REQUIREMENTS:
Transcribe the records that follow. Keep every word exactly, and drop the pictures.

PROVIDED DATA:
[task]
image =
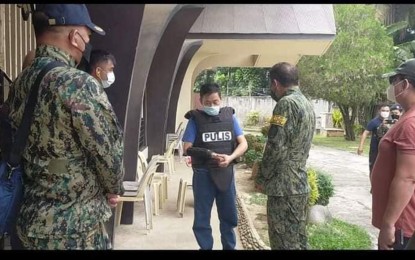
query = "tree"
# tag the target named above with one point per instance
(236, 81)
(350, 72)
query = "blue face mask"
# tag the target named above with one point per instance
(212, 111)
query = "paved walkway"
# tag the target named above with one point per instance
(169, 230)
(352, 201)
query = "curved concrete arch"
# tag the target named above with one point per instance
(162, 74)
(155, 21)
(188, 50)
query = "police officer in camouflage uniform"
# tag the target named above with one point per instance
(282, 175)
(73, 157)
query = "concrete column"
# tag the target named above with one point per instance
(162, 74)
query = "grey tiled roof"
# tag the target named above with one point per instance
(265, 19)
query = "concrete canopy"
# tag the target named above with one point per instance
(256, 35)
(268, 32)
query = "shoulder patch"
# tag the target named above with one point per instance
(278, 120)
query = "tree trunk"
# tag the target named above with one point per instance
(366, 113)
(348, 121)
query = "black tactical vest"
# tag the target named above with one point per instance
(217, 134)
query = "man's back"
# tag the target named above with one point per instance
(288, 146)
(74, 150)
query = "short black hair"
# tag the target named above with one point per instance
(284, 73)
(209, 88)
(40, 23)
(98, 56)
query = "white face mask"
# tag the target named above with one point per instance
(110, 80)
(390, 92)
(384, 114)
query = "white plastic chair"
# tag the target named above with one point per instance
(139, 191)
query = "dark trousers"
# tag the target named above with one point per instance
(205, 192)
(287, 221)
(400, 240)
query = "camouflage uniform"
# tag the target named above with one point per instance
(72, 159)
(283, 170)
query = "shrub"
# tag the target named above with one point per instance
(250, 139)
(325, 188)
(258, 147)
(252, 118)
(312, 181)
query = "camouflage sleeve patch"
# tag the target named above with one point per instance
(278, 120)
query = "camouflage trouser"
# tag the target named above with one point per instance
(96, 239)
(287, 219)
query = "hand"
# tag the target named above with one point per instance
(223, 159)
(112, 199)
(260, 188)
(386, 238)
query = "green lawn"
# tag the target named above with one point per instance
(341, 143)
(337, 235)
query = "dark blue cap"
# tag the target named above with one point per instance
(396, 107)
(69, 14)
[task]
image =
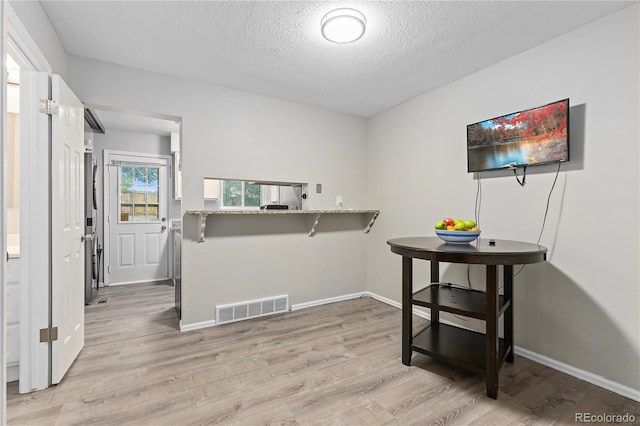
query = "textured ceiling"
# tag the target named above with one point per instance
(275, 48)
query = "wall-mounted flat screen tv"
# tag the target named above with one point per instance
(531, 137)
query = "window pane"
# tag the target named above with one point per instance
(126, 178)
(126, 213)
(126, 196)
(140, 176)
(153, 213)
(140, 213)
(139, 194)
(252, 195)
(232, 193)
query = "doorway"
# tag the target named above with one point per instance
(136, 213)
(138, 202)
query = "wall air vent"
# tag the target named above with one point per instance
(251, 309)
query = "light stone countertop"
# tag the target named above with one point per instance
(274, 211)
(203, 214)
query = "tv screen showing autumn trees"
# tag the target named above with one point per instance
(534, 136)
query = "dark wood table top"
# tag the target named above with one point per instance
(504, 252)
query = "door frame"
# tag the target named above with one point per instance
(35, 198)
(106, 206)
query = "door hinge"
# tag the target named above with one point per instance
(47, 106)
(48, 335)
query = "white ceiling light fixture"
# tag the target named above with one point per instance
(343, 25)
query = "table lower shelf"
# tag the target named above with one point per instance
(456, 346)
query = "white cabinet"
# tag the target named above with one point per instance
(13, 318)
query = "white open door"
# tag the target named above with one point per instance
(67, 220)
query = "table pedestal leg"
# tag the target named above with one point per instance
(407, 309)
(435, 277)
(492, 348)
(508, 315)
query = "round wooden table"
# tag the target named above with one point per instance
(482, 353)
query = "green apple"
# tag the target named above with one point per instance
(460, 226)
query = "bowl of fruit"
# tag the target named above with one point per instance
(457, 231)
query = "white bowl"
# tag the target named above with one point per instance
(457, 237)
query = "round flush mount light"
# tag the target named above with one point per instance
(343, 25)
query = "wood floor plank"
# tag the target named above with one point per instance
(333, 364)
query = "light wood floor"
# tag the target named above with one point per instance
(334, 364)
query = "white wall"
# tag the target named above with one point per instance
(232, 134)
(35, 20)
(581, 307)
(117, 140)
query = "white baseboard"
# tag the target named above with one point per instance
(594, 379)
(197, 325)
(328, 300)
(525, 353)
(541, 359)
(13, 372)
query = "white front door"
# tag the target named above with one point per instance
(137, 194)
(67, 219)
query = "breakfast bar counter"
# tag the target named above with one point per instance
(370, 215)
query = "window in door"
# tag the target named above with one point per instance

SOLUTION TO THE PROBLEM:
[task]
image =
query = "tree"
# tag the target named above with one point per instance
(236, 81)
(350, 72)
query = "blue face mask"
# tag the target named above with one point per instance
(212, 111)
query = "paved walkway"
# tag the target named above with one point per instance
(169, 230)
(352, 201)
query = "curved concrete arch"
# tag the target named above with one point per instance
(162, 74)
(155, 21)
(188, 50)
query = "police officer in camouflage uniform"
# tag the target named above with one point per instance
(282, 175)
(73, 157)
query = "concrete column"
# tag the target named above with one point per instance
(162, 74)
query = "grey tiled roof"
# tag the target named above with one point per instance
(265, 19)
query = "concrete canopy"
# tag the target named above with one point per instance
(256, 35)
(268, 32)
query = "shoulder patch"
# tag the target named above with one point per instance
(278, 120)
query = "tree trunk"
# tag the target named above with one point per instance
(366, 113)
(348, 121)
query = "black tactical vest"
# tag the target named above with one point per instance
(217, 134)
query = "man's back"
# tag the target named above with one point per instance
(288, 146)
(74, 150)
query = "short black hair"
# tag the target named above with one point per instance
(284, 73)
(209, 88)
(40, 23)
(98, 56)
query = "white face mask"
# tag the target named above with one point per instance
(110, 80)
(390, 92)
(384, 114)
query = "white plastic chair"
# tag the target named above with one point per instance
(139, 191)
query = "dark trousers"
# tag the target named above with one point per instance
(205, 192)
(287, 221)
(400, 240)
query = "camouflage uniform"
# tag the target named above with one point per instance
(72, 159)
(283, 170)
query = "shrub"
# tag the target named above with one point per instance
(250, 139)
(325, 188)
(258, 147)
(252, 118)
(312, 181)
query = "camouflage sleeve patch"
# tag the target named above with one point per instance
(278, 120)
query = "camouflage trouser"
# tag the target named above with one point per instance
(96, 239)
(287, 219)
query = "hand"
# tag the target named above with one point per instance
(223, 159)
(112, 199)
(260, 188)
(386, 238)
query = "green lawn"
# tag the target named above with one point per instance
(341, 143)
(337, 235)
query = "dark blue cap"
# tag the target named above with one point per instance
(396, 107)
(69, 14)
[task]
image =
query = "textured ceiling"
# tag the target named above with one point per instance
(275, 48)
query = "wall-mounted flat screen tv"
# tag the target named above with one point per instance
(531, 137)
query = "window pane"
# tag the target named above with one point per instance
(126, 178)
(126, 213)
(126, 196)
(140, 176)
(153, 213)
(140, 213)
(139, 194)
(252, 195)
(232, 193)
query = "doorway"
# tag the target named above with one point per instance
(136, 213)
(138, 202)
query = "wall air vent"
# tag the target named above with one point per instance
(251, 309)
query = "light stone countertop"
# tag the target named above with one point per instance
(274, 211)
(203, 214)
query = "tv screen showing autumn trees"
# tag the target named above with one point per instance
(534, 136)
query = "dark wood table top"
# tag the target named above with one point per instance
(504, 252)
query = "door frame"
# tag the target named above with one point per instance
(35, 198)
(106, 206)
query = "door hinge"
# tag the target named above with one point per instance
(47, 106)
(48, 335)
query = "white ceiling light fixture"
# tag the target named above with one point per instance
(343, 25)
query = "table lower shelf"
# tag the target named above with one point per instance
(456, 346)
query = "white cabinet"
# tag the target named above with one point per instance
(13, 318)
query = "white open door"
# tag the target named above with one point per instance
(67, 220)
query = "table pedestal leg"
# tag the target named above with one point per instance
(407, 309)
(435, 277)
(492, 348)
(508, 315)
query = "round wooden table"
# tag the target named above with one point per instance
(482, 353)
query = "green apple"
# tag the target named above with one point per instance
(460, 226)
query = "bowl of fruit"
# tag the target named above with one point per instance
(457, 231)
query = "white bowl"
# tag the target named above with one point per instance
(457, 237)
query = "round flush mount light"
# tag the target named above with one point per instance
(343, 25)
query = "wood floor plank"
# tag the target named above with one point per instance
(333, 364)
query = "light wood floor"
# tag the target named above with one point per instance
(334, 364)
query = "white wall"
# tag the target named above with one point per instance
(232, 134)
(35, 20)
(581, 307)
(117, 140)
query = "white baseboard"
# tag the target named above with one point per instance
(594, 379)
(197, 325)
(328, 300)
(525, 353)
(541, 359)
(13, 372)
query = "white front door"
# tag the target named above with one point per instance
(137, 194)
(67, 219)
query = "breakfast bar counter"
# tag the target named above with one point per instance
(370, 215)
query = "window in door"
# tag the target named above with one point per instance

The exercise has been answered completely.